**TASK STATEMENT:** Within the listing below, show every line that contains the word "ceiling".

**RECORDED DATA:**
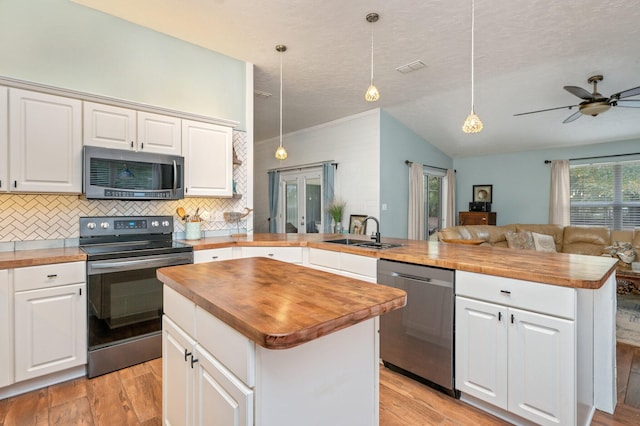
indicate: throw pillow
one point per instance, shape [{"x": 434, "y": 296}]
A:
[
  {"x": 543, "y": 242},
  {"x": 520, "y": 240}
]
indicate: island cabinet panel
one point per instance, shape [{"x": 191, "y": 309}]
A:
[{"x": 520, "y": 361}]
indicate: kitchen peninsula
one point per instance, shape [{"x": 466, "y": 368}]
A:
[{"x": 271, "y": 341}]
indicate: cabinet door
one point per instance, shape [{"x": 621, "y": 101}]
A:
[
  {"x": 542, "y": 379},
  {"x": 159, "y": 133},
  {"x": 109, "y": 126},
  {"x": 177, "y": 375},
  {"x": 50, "y": 330},
  {"x": 481, "y": 350},
  {"x": 4, "y": 135},
  {"x": 45, "y": 142},
  {"x": 208, "y": 156},
  {"x": 6, "y": 343},
  {"x": 221, "y": 398}
]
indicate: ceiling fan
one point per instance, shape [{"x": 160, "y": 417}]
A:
[{"x": 594, "y": 103}]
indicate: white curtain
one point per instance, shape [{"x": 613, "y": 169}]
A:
[
  {"x": 450, "y": 207},
  {"x": 416, "y": 203},
  {"x": 560, "y": 193}
]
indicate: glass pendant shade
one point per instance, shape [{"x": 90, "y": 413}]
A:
[
  {"x": 372, "y": 94},
  {"x": 472, "y": 124},
  {"x": 281, "y": 153}
]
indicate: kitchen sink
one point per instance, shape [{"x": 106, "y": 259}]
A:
[{"x": 363, "y": 243}]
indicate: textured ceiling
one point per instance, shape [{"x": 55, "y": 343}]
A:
[{"x": 526, "y": 51}]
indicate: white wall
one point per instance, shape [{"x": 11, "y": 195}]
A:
[{"x": 353, "y": 142}]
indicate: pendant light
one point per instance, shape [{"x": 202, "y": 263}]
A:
[
  {"x": 372, "y": 93},
  {"x": 472, "y": 124},
  {"x": 281, "y": 153}
]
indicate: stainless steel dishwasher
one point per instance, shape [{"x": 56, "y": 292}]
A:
[{"x": 417, "y": 340}]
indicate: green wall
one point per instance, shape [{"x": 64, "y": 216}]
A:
[
  {"x": 398, "y": 144},
  {"x": 63, "y": 44},
  {"x": 521, "y": 181}
]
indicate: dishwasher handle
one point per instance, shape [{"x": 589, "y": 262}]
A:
[{"x": 425, "y": 280}]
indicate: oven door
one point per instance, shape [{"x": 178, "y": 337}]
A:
[{"x": 125, "y": 298}]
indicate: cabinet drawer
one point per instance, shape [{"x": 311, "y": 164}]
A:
[
  {"x": 532, "y": 296},
  {"x": 212, "y": 255},
  {"x": 44, "y": 276},
  {"x": 231, "y": 348},
  {"x": 181, "y": 310},
  {"x": 285, "y": 254}
]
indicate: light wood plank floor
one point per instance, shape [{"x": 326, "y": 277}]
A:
[{"x": 133, "y": 396}]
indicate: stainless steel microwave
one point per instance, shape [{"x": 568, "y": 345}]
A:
[{"x": 118, "y": 174}]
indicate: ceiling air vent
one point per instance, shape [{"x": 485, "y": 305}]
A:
[{"x": 411, "y": 66}]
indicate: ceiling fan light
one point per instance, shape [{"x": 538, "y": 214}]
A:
[
  {"x": 472, "y": 124},
  {"x": 594, "y": 108},
  {"x": 372, "y": 93},
  {"x": 281, "y": 153}
]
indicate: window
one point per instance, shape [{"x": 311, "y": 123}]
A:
[{"x": 606, "y": 194}]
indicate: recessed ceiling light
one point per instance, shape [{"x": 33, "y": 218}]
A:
[
  {"x": 261, "y": 94},
  {"x": 411, "y": 66}
]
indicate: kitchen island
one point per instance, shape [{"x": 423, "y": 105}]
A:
[{"x": 259, "y": 341}]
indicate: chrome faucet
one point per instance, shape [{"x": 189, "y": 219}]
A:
[{"x": 374, "y": 236}]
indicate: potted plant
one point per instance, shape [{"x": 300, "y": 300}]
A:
[{"x": 336, "y": 209}]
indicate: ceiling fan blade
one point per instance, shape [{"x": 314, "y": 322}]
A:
[
  {"x": 628, "y": 103},
  {"x": 572, "y": 117},
  {"x": 543, "y": 110},
  {"x": 579, "y": 92},
  {"x": 627, "y": 93}
]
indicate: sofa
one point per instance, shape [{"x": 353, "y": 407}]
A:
[{"x": 594, "y": 241}]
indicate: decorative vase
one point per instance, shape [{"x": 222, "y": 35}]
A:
[
  {"x": 192, "y": 231},
  {"x": 337, "y": 229}
]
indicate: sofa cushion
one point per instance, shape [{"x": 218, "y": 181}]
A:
[
  {"x": 520, "y": 240},
  {"x": 556, "y": 231},
  {"x": 543, "y": 242},
  {"x": 590, "y": 240}
]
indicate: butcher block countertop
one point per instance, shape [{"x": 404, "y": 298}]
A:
[
  {"x": 280, "y": 305},
  {"x": 562, "y": 269},
  {"x": 22, "y": 258}
]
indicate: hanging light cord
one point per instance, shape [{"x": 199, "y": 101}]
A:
[
  {"x": 280, "y": 98},
  {"x": 472, "y": 52}
]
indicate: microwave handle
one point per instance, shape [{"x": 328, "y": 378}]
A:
[{"x": 175, "y": 177}]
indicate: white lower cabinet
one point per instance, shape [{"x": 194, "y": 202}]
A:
[
  {"x": 6, "y": 343},
  {"x": 50, "y": 319},
  {"x": 520, "y": 361}
]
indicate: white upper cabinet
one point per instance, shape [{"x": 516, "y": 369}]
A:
[
  {"x": 122, "y": 128},
  {"x": 208, "y": 156},
  {"x": 4, "y": 137},
  {"x": 45, "y": 142},
  {"x": 159, "y": 133}
]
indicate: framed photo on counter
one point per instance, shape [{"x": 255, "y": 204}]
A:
[{"x": 357, "y": 224}]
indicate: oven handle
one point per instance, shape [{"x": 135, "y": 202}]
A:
[
  {"x": 101, "y": 267},
  {"x": 175, "y": 177}
]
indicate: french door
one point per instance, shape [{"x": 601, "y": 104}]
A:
[{"x": 300, "y": 207}]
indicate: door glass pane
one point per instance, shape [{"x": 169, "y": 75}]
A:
[
  {"x": 433, "y": 205},
  {"x": 313, "y": 205},
  {"x": 291, "y": 207}
]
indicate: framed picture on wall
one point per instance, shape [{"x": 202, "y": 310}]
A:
[
  {"x": 357, "y": 225},
  {"x": 482, "y": 193}
]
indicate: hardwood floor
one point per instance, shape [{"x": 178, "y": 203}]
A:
[{"x": 133, "y": 396}]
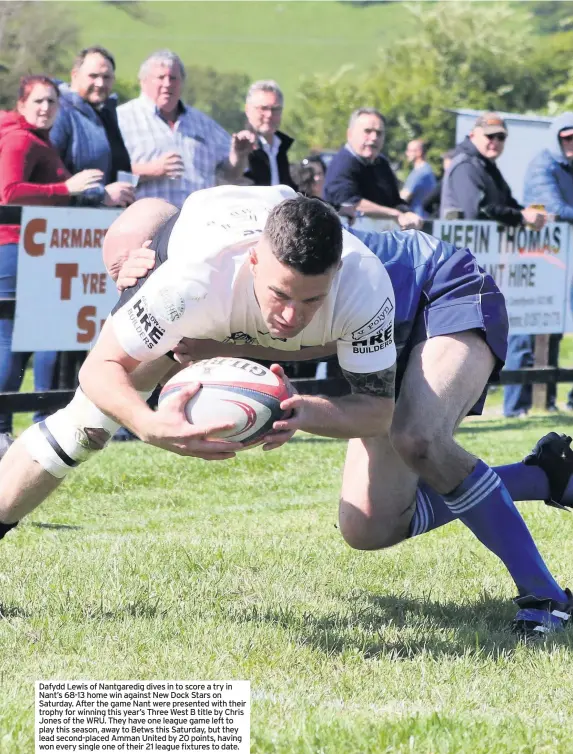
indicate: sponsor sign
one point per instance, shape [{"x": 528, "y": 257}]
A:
[
  {"x": 530, "y": 267},
  {"x": 63, "y": 292}
]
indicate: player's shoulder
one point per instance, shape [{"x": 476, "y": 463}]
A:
[
  {"x": 222, "y": 198},
  {"x": 361, "y": 271}
]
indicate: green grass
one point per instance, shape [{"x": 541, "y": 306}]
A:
[
  {"x": 150, "y": 566},
  {"x": 262, "y": 39}
]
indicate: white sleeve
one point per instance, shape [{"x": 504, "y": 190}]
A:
[
  {"x": 150, "y": 323},
  {"x": 367, "y": 344}
]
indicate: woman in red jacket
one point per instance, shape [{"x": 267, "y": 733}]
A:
[{"x": 31, "y": 172}]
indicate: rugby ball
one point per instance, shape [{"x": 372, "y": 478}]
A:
[{"x": 232, "y": 390}]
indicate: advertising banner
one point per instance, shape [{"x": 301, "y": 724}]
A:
[
  {"x": 63, "y": 292},
  {"x": 530, "y": 267}
]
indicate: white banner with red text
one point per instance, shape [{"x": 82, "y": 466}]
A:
[{"x": 63, "y": 292}]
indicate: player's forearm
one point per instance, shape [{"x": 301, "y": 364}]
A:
[
  {"x": 377, "y": 210},
  {"x": 205, "y": 349},
  {"x": 347, "y": 417},
  {"x": 109, "y": 386}
]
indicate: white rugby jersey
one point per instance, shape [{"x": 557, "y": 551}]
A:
[{"x": 205, "y": 288}]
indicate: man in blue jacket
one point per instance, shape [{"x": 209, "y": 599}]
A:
[
  {"x": 86, "y": 133},
  {"x": 548, "y": 181}
]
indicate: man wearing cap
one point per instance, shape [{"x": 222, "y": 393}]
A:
[
  {"x": 474, "y": 184},
  {"x": 548, "y": 181}
]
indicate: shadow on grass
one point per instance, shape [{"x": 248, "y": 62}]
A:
[
  {"x": 12, "y": 611},
  {"x": 432, "y": 628},
  {"x": 549, "y": 422}
]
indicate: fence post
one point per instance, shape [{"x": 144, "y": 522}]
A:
[{"x": 540, "y": 359}]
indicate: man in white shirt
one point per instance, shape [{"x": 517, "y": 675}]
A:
[
  {"x": 176, "y": 149},
  {"x": 265, "y": 265}
]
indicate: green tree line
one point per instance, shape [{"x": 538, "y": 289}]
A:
[{"x": 457, "y": 55}]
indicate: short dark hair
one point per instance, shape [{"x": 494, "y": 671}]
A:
[
  {"x": 306, "y": 234},
  {"x": 94, "y": 50}
]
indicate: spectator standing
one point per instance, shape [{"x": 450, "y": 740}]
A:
[
  {"x": 474, "y": 183},
  {"x": 309, "y": 175},
  {"x": 421, "y": 181},
  {"x": 176, "y": 149},
  {"x": 31, "y": 172},
  {"x": 548, "y": 182},
  {"x": 432, "y": 201},
  {"x": 268, "y": 162},
  {"x": 86, "y": 133},
  {"x": 361, "y": 176}
]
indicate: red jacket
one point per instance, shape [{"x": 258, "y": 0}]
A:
[{"x": 31, "y": 171}]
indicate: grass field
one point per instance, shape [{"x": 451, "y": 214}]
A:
[
  {"x": 280, "y": 40},
  {"x": 149, "y": 566}
]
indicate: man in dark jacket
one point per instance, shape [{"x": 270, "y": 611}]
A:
[
  {"x": 360, "y": 175},
  {"x": 268, "y": 162},
  {"x": 86, "y": 133},
  {"x": 548, "y": 182},
  {"x": 474, "y": 184}
]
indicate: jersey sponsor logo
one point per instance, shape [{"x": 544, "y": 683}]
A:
[
  {"x": 376, "y": 323},
  {"x": 145, "y": 324},
  {"x": 171, "y": 304},
  {"x": 376, "y": 342},
  {"x": 241, "y": 337}
]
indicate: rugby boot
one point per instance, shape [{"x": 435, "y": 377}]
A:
[
  {"x": 553, "y": 454},
  {"x": 537, "y": 617}
]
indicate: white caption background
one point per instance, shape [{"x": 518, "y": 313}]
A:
[{"x": 147, "y": 716}]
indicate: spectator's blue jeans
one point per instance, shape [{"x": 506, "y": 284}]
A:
[
  {"x": 12, "y": 365},
  {"x": 518, "y": 398}
]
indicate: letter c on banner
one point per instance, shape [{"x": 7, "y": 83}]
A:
[{"x": 38, "y": 225}]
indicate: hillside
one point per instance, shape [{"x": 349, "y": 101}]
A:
[{"x": 263, "y": 39}]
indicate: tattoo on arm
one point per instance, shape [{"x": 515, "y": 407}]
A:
[{"x": 381, "y": 384}]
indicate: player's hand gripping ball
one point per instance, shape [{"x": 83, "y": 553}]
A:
[{"x": 235, "y": 391}]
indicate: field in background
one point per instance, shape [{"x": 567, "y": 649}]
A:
[
  {"x": 150, "y": 566},
  {"x": 263, "y": 39}
]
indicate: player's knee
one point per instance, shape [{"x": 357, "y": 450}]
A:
[
  {"x": 69, "y": 437},
  {"x": 366, "y": 532},
  {"x": 59, "y": 445},
  {"x": 413, "y": 444}
]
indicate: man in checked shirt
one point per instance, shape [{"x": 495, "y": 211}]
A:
[{"x": 176, "y": 149}]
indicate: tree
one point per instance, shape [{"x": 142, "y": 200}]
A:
[
  {"x": 458, "y": 57},
  {"x": 35, "y": 37},
  {"x": 220, "y": 95}
]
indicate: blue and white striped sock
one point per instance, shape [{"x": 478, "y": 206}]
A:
[{"x": 484, "y": 505}]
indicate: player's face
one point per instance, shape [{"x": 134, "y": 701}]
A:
[
  {"x": 366, "y": 136},
  {"x": 288, "y": 299},
  {"x": 94, "y": 79},
  {"x": 41, "y": 106},
  {"x": 162, "y": 84}
]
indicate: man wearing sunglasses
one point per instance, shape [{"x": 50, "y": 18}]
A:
[
  {"x": 474, "y": 183},
  {"x": 549, "y": 182}
]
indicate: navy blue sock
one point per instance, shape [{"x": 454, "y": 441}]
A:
[
  {"x": 524, "y": 482},
  {"x": 483, "y": 504}
]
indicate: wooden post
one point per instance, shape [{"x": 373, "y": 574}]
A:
[{"x": 540, "y": 359}]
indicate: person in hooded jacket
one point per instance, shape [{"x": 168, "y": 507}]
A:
[
  {"x": 548, "y": 182},
  {"x": 474, "y": 185},
  {"x": 31, "y": 173}
]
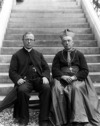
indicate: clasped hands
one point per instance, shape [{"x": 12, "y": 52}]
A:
[
  {"x": 22, "y": 81},
  {"x": 68, "y": 79}
]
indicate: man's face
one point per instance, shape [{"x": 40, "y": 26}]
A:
[
  {"x": 28, "y": 41},
  {"x": 67, "y": 42}
]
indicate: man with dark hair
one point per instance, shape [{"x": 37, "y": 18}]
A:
[
  {"x": 74, "y": 98},
  {"x": 29, "y": 71}
]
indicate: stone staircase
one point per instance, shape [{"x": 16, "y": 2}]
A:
[{"x": 47, "y": 19}]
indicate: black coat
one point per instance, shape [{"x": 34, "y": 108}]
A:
[{"x": 19, "y": 64}]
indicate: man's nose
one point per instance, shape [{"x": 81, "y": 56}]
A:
[{"x": 29, "y": 40}]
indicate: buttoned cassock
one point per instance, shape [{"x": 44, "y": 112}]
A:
[{"x": 18, "y": 69}]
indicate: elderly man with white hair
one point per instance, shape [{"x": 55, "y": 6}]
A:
[
  {"x": 74, "y": 98},
  {"x": 29, "y": 71}
]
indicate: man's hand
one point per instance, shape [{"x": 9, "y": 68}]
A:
[
  {"x": 68, "y": 79},
  {"x": 21, "y": 81},
  {"x": 45, "y": 80}
]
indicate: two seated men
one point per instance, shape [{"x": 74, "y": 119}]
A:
[{"x": 71, "y": 90}]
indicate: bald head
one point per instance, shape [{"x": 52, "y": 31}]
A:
[{"x": 28, "y": 40}]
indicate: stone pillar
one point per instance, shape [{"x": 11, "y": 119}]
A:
[{"x": 78, "y": 2}]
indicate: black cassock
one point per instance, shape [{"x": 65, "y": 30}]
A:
[
  {"x": 20, "y": 67},
  {"x": 78, "y": 101}
]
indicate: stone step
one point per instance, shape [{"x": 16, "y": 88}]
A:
[
  {"x": 20, "y": 8},
  {"x": 47, "y": 20},
  {"x": 68, "y": 10},
  {"x": 49, "y": 51},
  {"x": 95, "y": 77},
  {"x": 6, "y": 88},
  {"x": 34, "y": 97},
  {"x": 93, "y": 67},
  {"x": 46, "y": 30},
  {"x": 48, "y": 25},
  {"x": 46, "y": 6},
  {"x": 92, "y": 59},
  {"x": 80, "y": 43},
  {"x": 49, "y": 37},
  {"x": 46, "y": 14}
]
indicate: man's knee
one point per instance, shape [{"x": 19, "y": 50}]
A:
[
  {"x": 46, "y": 87},
  {"x": 22, "y": 88}
]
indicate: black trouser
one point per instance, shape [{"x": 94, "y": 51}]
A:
[{"x": 21, "y": 110}]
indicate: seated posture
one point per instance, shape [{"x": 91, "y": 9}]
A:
[
  {"x": 74, "y": 98},
  {"x": 29, "y": 71}
]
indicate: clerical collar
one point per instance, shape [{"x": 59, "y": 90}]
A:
[{"x": 28, "y": 50}]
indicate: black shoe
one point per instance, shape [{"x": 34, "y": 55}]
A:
[
  {"x": 16, "y": 120},
  {"x": 43, "y": 123}
]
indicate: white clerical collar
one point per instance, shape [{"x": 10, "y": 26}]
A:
[{"x": 28, "y": 50}]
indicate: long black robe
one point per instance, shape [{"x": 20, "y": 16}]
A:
[
  {"x": 18, "y": 69},
  {"x": 77, "y": 102}
]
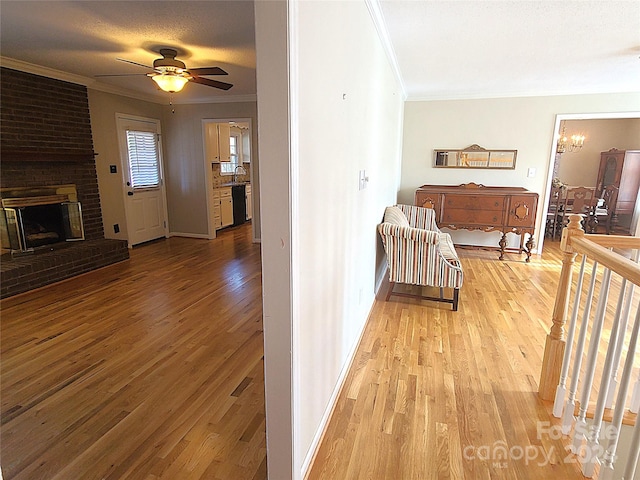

**ANSWER FOR THIS EXERCISE:**
indicate: ceiling fan
indicate: textured ceiling
indicate: ceiling air vent
indicate: ceiling fan light
indicate: recessed ceiling light
indicate: ceiling fan blade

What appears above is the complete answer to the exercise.